● **Activity**
In the listing below, locate the line containing "the blue jeans." and the line containing "of the person". Output both of them and every line between, exactly as written, and nothing more.
=== Section Start ===
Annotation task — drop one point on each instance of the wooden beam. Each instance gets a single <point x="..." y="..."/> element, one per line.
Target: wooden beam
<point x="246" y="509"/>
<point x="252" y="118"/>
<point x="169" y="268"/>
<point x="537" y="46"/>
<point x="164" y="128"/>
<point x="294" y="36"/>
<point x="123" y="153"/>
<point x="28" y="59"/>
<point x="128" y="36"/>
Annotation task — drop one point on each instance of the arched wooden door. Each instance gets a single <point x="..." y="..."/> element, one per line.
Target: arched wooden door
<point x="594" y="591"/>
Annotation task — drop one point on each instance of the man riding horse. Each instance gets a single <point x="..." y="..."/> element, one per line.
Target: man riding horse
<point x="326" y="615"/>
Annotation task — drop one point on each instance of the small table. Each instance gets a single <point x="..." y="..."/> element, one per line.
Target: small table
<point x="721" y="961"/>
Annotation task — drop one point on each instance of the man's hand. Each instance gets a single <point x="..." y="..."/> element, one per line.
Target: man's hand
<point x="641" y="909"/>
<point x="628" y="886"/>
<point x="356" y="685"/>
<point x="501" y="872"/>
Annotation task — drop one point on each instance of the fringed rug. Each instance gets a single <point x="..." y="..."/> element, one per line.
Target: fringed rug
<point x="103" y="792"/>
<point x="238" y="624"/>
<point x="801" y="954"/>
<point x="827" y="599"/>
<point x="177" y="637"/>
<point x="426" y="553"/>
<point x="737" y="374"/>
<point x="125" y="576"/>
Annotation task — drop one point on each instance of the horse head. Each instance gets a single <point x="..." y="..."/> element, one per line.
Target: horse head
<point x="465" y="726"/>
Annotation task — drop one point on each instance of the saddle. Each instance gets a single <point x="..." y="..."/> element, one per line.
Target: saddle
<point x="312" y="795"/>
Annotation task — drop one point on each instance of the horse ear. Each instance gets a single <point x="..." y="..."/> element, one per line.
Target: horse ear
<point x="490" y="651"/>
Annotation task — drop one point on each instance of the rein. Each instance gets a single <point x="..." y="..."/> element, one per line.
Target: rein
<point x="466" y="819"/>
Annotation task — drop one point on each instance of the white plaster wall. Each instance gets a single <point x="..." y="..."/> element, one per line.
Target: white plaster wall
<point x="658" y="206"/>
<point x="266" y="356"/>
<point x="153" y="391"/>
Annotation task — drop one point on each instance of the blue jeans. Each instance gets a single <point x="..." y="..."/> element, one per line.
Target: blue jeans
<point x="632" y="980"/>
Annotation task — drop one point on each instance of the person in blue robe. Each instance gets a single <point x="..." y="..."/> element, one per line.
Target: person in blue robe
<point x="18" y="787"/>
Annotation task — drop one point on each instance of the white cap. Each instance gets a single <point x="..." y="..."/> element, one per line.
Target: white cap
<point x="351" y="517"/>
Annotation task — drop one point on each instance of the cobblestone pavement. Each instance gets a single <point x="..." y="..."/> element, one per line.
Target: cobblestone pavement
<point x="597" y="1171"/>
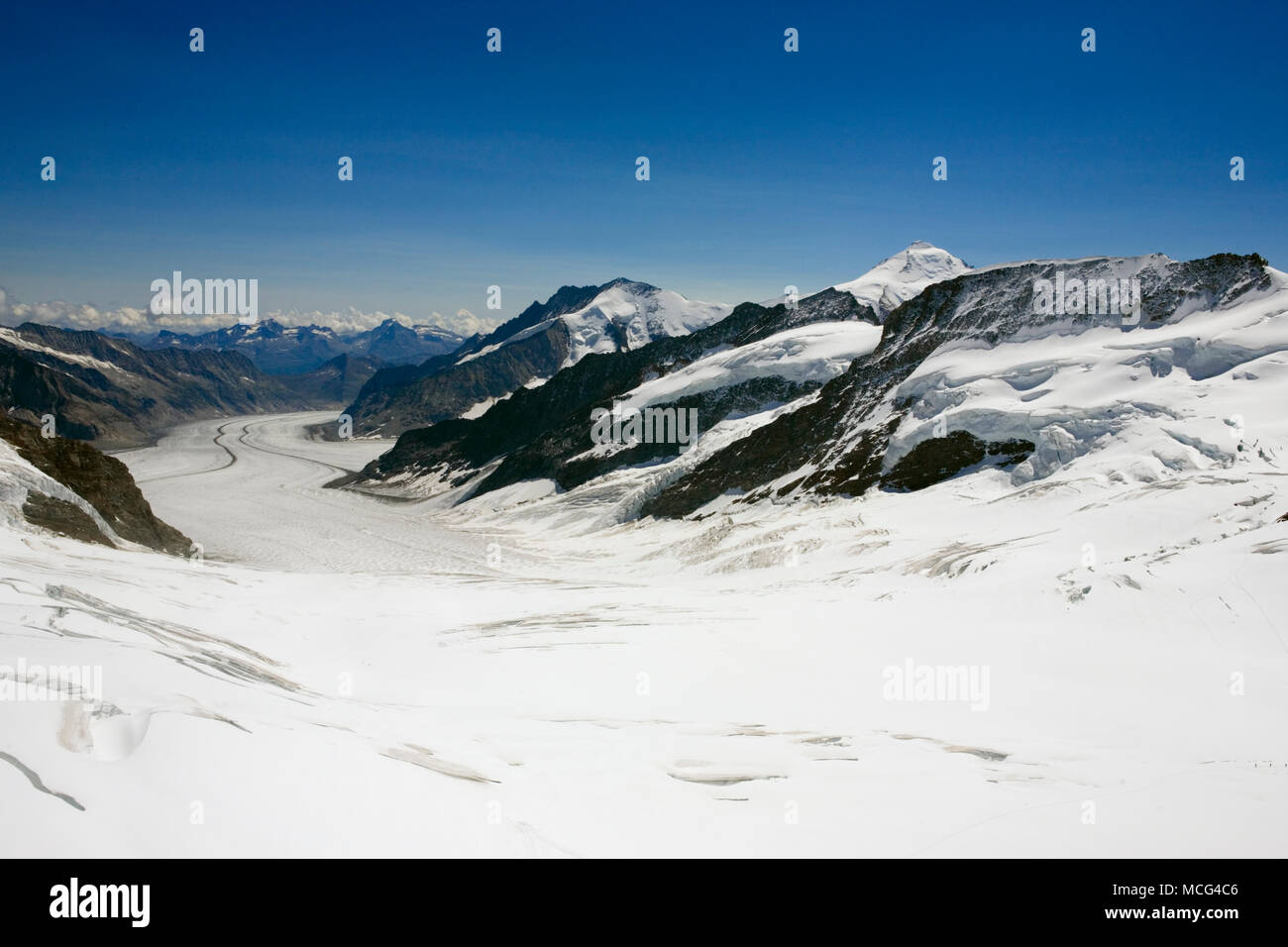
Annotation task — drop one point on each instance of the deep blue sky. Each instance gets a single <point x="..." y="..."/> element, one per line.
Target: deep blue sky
<point x="768" y="167"/>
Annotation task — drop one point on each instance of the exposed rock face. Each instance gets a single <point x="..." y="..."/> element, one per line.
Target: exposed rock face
<point x="335" y="382"/>
<point x="103" y="482"/>
<point x="575" y="322"/>
<point x="541" y="432"/>
<point x="403" y="397"/>
<point x="840" y="440"/>
<point x="119" y="394"/>
<point x="940" y="458"/>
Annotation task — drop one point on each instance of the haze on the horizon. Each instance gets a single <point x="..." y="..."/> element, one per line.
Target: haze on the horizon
<point x="518" y="167"/>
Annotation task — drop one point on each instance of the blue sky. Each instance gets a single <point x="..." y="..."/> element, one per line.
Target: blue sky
<point x="518" y="169"/>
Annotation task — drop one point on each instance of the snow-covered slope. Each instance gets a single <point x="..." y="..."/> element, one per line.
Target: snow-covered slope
<point x="901" y="277"/>
<point x="982" y="376"/>
<point x="816" y="352"/>
<point x="625" y="315"/>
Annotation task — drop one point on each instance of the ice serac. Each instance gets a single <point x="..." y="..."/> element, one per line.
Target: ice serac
<point x="901" y="277"/>
<point x="73" y="489"/>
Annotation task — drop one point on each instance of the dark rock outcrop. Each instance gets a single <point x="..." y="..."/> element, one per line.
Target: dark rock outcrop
<point x="103" y="482"/>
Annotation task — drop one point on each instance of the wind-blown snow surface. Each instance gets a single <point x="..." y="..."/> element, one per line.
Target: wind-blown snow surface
<point x="348" y="676"/>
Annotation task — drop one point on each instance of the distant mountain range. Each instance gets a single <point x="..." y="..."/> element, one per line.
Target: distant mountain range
<point x="71" y="488"/>
<point x="115" y="393"/>
<point x="279" y="350"/>
<point x="921" y="369"/>
<point x="575" y="322"/>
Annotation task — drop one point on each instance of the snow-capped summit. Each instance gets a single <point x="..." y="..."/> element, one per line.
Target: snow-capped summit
<point x="627" y="315"/>
<point x="623" y="315"/>
<point x="901" y="277"/>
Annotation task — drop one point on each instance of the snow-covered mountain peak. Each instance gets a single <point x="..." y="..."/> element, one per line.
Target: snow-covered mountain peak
<point x="627" y="315"/>
<point x="901" y="277"/>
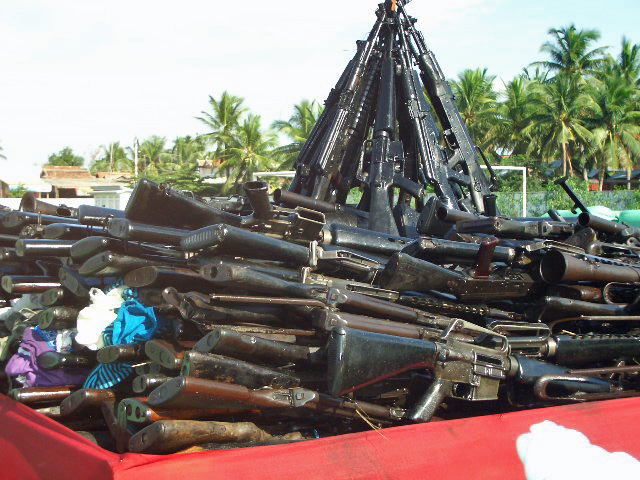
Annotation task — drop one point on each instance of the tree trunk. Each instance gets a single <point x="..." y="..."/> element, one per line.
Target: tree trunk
<point x="565" y="149"/>
<point x="603" y="168"/>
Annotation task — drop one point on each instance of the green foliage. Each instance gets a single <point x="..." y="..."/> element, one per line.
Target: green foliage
<point x="297" y="129"/>
<point x="111" y="158"/>
<point x="577" y="106"/>
<point x="65" y="158"/>
<point x="18" y="191"/>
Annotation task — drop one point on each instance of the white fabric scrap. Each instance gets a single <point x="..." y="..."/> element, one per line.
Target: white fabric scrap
<point x="101" y="313"/>
<point x="552" y="452"/>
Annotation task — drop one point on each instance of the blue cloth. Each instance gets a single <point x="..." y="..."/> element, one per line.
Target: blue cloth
<point x="135" y="324"/>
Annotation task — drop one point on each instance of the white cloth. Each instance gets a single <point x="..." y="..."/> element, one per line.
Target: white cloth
<point x="27" y="301"/>
<point x="552" y="452"/>
<point x="93" y="319"/>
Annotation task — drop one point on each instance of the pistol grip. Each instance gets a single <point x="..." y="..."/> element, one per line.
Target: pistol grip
<point x="426" y="407"/>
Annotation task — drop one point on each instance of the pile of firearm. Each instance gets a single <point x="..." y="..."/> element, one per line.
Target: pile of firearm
<point x="300" y="317"/>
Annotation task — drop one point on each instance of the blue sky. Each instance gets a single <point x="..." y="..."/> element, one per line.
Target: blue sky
<point x="84" y="73"/>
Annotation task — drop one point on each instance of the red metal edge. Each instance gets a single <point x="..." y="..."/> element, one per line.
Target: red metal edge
<point x="33" y="446"/>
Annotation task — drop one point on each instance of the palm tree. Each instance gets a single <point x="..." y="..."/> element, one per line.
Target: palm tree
<point x="615" y="123"/>
<point x="111" y="158"/>
<point x="151" y="153"/>
<point x="559" y="112"/>
<point x="223" y="121"/>
<point x="512" y="130"/>
<point x="249" y="152"/>
<point x="569" y="51"/>
<point x="629" y="62"/>
<point x="297" y="128"/>
<point x="476" y="101"/>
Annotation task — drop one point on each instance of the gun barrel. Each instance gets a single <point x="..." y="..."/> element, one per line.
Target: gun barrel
<point x="296" y="200"/>
<point x="171" y="435"/>
<point x="30" y="395"/>
<point x="586" y="219"/>
<point x="41" y="247"/>
<point x="258" y="195"/>
<point x="225" y="239"/>
<point x="250" y="347"/>
<point x="224" y="369"/>
<point x="557" y="266"/>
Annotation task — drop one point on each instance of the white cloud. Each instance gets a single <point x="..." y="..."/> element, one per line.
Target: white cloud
<point x="87" y="72"/>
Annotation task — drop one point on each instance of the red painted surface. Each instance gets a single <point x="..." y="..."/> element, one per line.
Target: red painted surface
<point x="33" y="446"/>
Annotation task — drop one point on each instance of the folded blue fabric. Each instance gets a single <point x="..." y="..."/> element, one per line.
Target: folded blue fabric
<point x="135" y="324"/>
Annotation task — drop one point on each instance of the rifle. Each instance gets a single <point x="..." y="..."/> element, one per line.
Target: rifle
<point x="31" y="395"/>
<point x="386" y="153"/>
<point x="404" y="272"/>
<point x="121" y="353"/>
<point x="126" y="229"/>
<point x="22" y="284"/>
<point x="363" y="239"/>
<point x="57" y="318"/>
<point x="40" y="247"/>
<point x="433" y="163"/>
<point x="167" y="436"/>
<point x="108" y="264"/>
<point x="168" y="354"/>
<point x="504" y="227"/>
<point x="463" y="161"/>
<point x="90" y="246"/>
<point x="163" y="276"/>
<point x="187" y="392"/>
<point x="53" y="360"/>
<point x="198" y="309"/>
<point x="619" y="230"/>
<point x="137" y="411"/>
<point x="557" y="266"/>
<point x="97" y="216"/>
<point x="448" y="251"/>
<point x="333" y="140"/>
<point x="557" y="307"/>
<point x="460" y="370"/>
<point x="148" y="381"/>
<point x="578" y="292"/>
<point x="224" y="369"/>
<point x="30" y="203"/>
<point x="233" y="241"/>
<point x="227" y="342"/>
<point x="85" y="399"/>
<point x="71" y="231"/>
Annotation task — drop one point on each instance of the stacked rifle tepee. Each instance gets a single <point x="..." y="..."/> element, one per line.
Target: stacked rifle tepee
<point x="185" y="324"/>
<point x="378" y="132"/>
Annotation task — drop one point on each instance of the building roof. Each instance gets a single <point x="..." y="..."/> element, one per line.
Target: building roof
<point x="55" y="172"/>
<point x="117" y="176"/>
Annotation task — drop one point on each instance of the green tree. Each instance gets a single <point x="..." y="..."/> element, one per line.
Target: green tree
<point x="297" y="129"/>
<point x="476" y="100"/>
<point x="151" y="154"/>
<point x="223" y="121"/>
<point x="570" y="52"/>
<point x="512" y="130"/>
<point x="250" y="151"/>
<point x="628" y="62"/>
<point x="559" y="116"/>
<point x="65" y="157"/>
<point x="111" y="158"/>
<point x="615" y="123"/>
=== Section End ===
● **Answer to the problem**
Annotation task — drop one point on each instance of the blue jeans. Each instance gets a single <point x="..." y="..."/> element, one per line.
Target: blue jeans
<point x="632" y="980"/>
Annotation task — drop one point on each instance of the person in blue robe. Each instance gets a single <point x="..." y="..."/> element, one per line.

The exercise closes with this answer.